§ **Instructions to follow**
Repeat only what runs from the line with "Need: a point for each instance of the singer's left" through the last line of the data below, both included, keeping every word as it is and leaving out the pictures.

---

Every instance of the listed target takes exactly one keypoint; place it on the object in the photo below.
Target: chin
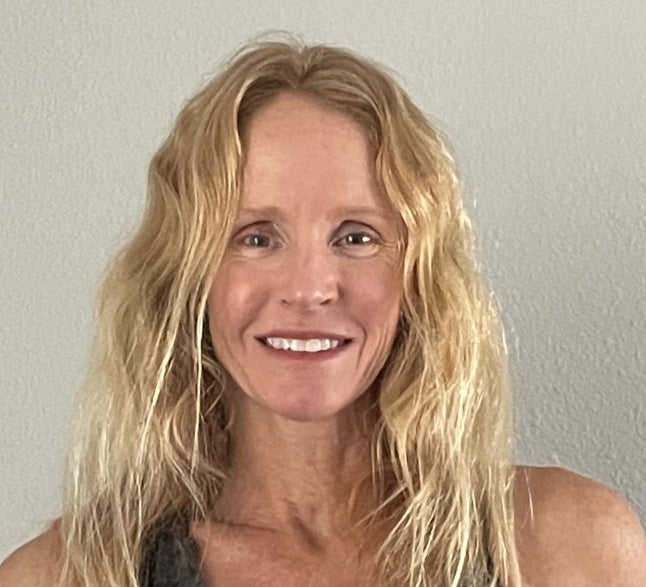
(309, 409)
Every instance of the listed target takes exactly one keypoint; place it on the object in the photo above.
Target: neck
(298, 474)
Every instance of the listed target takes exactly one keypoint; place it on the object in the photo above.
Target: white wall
(544, 102)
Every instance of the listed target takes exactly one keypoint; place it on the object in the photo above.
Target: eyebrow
(276, 212)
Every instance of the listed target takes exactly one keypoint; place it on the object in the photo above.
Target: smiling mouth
(311, 350)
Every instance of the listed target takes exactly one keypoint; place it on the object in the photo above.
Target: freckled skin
(307, 268)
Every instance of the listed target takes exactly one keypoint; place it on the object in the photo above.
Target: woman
(299, 378)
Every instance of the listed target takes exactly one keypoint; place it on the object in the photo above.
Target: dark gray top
(171, 562)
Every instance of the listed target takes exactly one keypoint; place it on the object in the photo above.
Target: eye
(358, 238)
(255, 241)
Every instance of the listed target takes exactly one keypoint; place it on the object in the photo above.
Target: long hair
(152, 443)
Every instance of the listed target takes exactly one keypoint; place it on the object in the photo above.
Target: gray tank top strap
(171, 561)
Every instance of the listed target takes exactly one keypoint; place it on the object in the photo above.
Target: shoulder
(35, 564)
(576, 531)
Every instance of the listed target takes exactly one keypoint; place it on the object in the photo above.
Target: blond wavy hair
(152, 445)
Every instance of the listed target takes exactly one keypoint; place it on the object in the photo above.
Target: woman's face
(312, 264)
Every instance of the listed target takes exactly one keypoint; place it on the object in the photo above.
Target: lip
(304, 356)
(304, 335)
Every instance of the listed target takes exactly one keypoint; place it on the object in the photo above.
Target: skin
(301, 432)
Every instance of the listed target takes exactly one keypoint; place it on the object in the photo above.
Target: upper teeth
(312, 345)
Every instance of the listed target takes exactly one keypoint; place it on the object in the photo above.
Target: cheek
(375, 294)
(234, 296)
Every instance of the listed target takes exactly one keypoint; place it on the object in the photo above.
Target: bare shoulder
(572, 530)
(36, 563)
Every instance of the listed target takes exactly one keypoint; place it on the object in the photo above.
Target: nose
(309, 278)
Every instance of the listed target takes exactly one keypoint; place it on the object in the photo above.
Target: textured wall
(544, 103)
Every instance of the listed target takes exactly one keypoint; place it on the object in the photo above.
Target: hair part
(152, 439)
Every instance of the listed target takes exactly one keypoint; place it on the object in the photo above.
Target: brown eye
(256, 241)
(358, 238)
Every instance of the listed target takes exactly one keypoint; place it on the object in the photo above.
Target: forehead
(296, 148)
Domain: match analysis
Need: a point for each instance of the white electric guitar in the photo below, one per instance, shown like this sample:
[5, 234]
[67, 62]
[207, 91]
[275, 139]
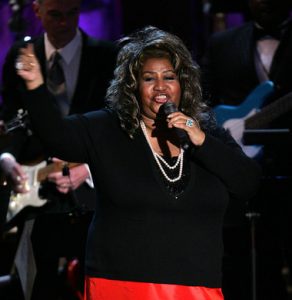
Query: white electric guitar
[36, 174]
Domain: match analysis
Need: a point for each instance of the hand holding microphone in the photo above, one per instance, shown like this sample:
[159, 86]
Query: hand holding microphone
[186, 129]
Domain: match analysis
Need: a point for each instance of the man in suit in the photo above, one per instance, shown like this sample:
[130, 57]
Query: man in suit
[60, 226]
[237, 61]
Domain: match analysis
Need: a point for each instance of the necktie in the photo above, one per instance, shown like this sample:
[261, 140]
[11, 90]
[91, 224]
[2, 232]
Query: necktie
[57, 85]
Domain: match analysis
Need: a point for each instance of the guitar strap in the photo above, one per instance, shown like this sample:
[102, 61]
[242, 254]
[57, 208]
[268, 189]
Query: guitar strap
[263, 56]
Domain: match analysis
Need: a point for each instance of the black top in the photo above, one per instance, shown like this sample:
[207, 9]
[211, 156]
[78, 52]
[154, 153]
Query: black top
[140, 232]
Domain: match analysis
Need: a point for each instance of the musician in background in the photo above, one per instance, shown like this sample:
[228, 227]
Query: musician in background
[236, 62]
[77, 70]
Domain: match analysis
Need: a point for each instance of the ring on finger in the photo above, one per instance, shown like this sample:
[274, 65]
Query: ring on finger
[189, 122]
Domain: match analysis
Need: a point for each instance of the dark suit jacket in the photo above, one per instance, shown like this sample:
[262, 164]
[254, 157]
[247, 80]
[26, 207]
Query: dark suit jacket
[96, 69]
[229, 72]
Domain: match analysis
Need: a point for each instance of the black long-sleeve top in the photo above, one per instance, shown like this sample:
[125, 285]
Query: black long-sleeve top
[140, 232]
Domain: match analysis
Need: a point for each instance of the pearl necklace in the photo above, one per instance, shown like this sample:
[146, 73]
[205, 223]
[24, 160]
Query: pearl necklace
[159, 159]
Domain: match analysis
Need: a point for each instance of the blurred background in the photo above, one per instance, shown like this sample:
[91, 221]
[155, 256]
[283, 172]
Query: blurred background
[192, 20]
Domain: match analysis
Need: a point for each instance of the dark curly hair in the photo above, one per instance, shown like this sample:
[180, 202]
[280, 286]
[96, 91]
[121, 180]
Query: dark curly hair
[151, 42]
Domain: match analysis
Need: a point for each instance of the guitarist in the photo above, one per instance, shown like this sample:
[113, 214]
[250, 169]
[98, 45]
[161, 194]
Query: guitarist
[60, 226]
[236, 62]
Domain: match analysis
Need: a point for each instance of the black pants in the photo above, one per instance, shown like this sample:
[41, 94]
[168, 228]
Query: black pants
[58, 236]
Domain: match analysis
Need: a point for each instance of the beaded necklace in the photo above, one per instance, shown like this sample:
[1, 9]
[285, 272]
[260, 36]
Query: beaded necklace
[161, 161]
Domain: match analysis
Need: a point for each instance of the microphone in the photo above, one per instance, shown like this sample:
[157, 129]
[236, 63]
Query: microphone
[166, 109]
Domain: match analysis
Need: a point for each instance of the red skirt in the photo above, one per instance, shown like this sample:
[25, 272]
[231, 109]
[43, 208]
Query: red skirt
[105, 289]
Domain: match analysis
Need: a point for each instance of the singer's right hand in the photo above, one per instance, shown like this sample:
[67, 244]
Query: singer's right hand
[28, 67]
[180, 120]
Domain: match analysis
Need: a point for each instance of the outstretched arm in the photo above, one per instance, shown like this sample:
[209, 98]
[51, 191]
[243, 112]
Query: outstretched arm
[64, 138]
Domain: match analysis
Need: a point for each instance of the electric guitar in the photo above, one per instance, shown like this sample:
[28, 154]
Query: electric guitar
[235, 118]
[36, 174]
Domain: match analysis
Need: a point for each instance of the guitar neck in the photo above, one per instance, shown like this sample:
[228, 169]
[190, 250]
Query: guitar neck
[54, 167]
[270, 113]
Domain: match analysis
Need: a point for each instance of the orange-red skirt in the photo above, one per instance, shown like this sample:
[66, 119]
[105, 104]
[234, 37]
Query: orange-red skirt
[105, 289]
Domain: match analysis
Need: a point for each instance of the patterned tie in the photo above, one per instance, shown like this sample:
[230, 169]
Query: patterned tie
[57, 84]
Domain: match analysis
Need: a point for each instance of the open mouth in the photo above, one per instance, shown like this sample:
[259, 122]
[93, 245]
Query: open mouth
[161, 98]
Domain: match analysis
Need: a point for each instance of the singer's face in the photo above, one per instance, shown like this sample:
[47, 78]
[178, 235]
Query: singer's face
[158, 83]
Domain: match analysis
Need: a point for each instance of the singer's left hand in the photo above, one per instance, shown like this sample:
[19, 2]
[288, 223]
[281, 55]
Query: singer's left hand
[64, 184]
[191, 126]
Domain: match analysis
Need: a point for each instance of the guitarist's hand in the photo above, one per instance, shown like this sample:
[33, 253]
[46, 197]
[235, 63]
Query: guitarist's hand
[64, 184]
[15, 174]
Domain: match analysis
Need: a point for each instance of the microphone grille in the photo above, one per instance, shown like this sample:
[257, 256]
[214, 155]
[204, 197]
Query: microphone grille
[168, 108]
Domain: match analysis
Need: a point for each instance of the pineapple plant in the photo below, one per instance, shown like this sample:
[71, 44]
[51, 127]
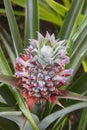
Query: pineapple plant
[41, 70]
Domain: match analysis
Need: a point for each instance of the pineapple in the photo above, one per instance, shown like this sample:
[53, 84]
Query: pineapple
[41, 70]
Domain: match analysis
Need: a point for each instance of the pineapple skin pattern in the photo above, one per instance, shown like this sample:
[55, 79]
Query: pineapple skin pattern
[41, 69]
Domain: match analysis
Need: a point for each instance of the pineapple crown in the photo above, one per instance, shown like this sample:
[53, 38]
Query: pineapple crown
[41, 70]
[48, 51]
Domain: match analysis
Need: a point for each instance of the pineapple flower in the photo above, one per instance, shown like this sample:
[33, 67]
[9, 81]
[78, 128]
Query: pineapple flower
[41, 70]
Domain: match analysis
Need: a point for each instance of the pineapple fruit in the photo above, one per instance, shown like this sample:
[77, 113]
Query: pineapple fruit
[41, 69]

---

§ **Task solution**
Need: a point for each instance of the singer's left hand in the photo above, one per instance, shown like this sample:
[19, 2]
[288, 223]
[281, 55]
Query: singer's left hand
[64, 184]
[191, 126]
Domain: match analysis
Need: a point for each instance of the guitarist's hand in the photo above, one per instance, shown like this sample:
[33, 253]
[46, 197]
[235, 63]
Query: guitarist's hand
[64, 184]
[15, 174]
Domain: match analysis
Need: a point for each instance of the microphone grille in the photo above, one per instance, shown like this sample:
[257, 256]
[214, 155]
[204, 197]
Query: microphone grille
[168, 108]
Domain: match analysis
Need: a point for each instance of the pineapple plant in the photo below, one per instance, shown like this sample:
[71, 44]
[51, 127]
Query: pineapple plant
[41, 70]
Domain: match analysis
Need: a point for each instance of the pineapple in the photo above, one per instance, shown like this sample:
[53, 84]
Query: pineapple
[41, 70]
Domain: match analysis
Need: a point for each instance of the pineapple skin pattern in the photo above, one per instance, shown like this sample:
[55, 79]
Query: pineapple skin pattern
[41, 69]
Domain: match analysis
Need: a point for each instance of the pineapple crown in the photo above, one per instance, shown like this sample:
[53, 38]
Query: pineapple crown
[41, 70]
[48, 51]
Domain: match analysis
Need: a point for each instance of the pineapple flower in the photo above, one per instance, shown like this sample:
[33, 67]
[9, 81]
[78, 128]
Query: pineapple flower
[41, 70]
Domain: match analysis
Need: a point for each instance of the pineapple fruit in the photo above, one per instance, shown like this sample:
[77, 113]
Query: pineapple fruit
[41, 69]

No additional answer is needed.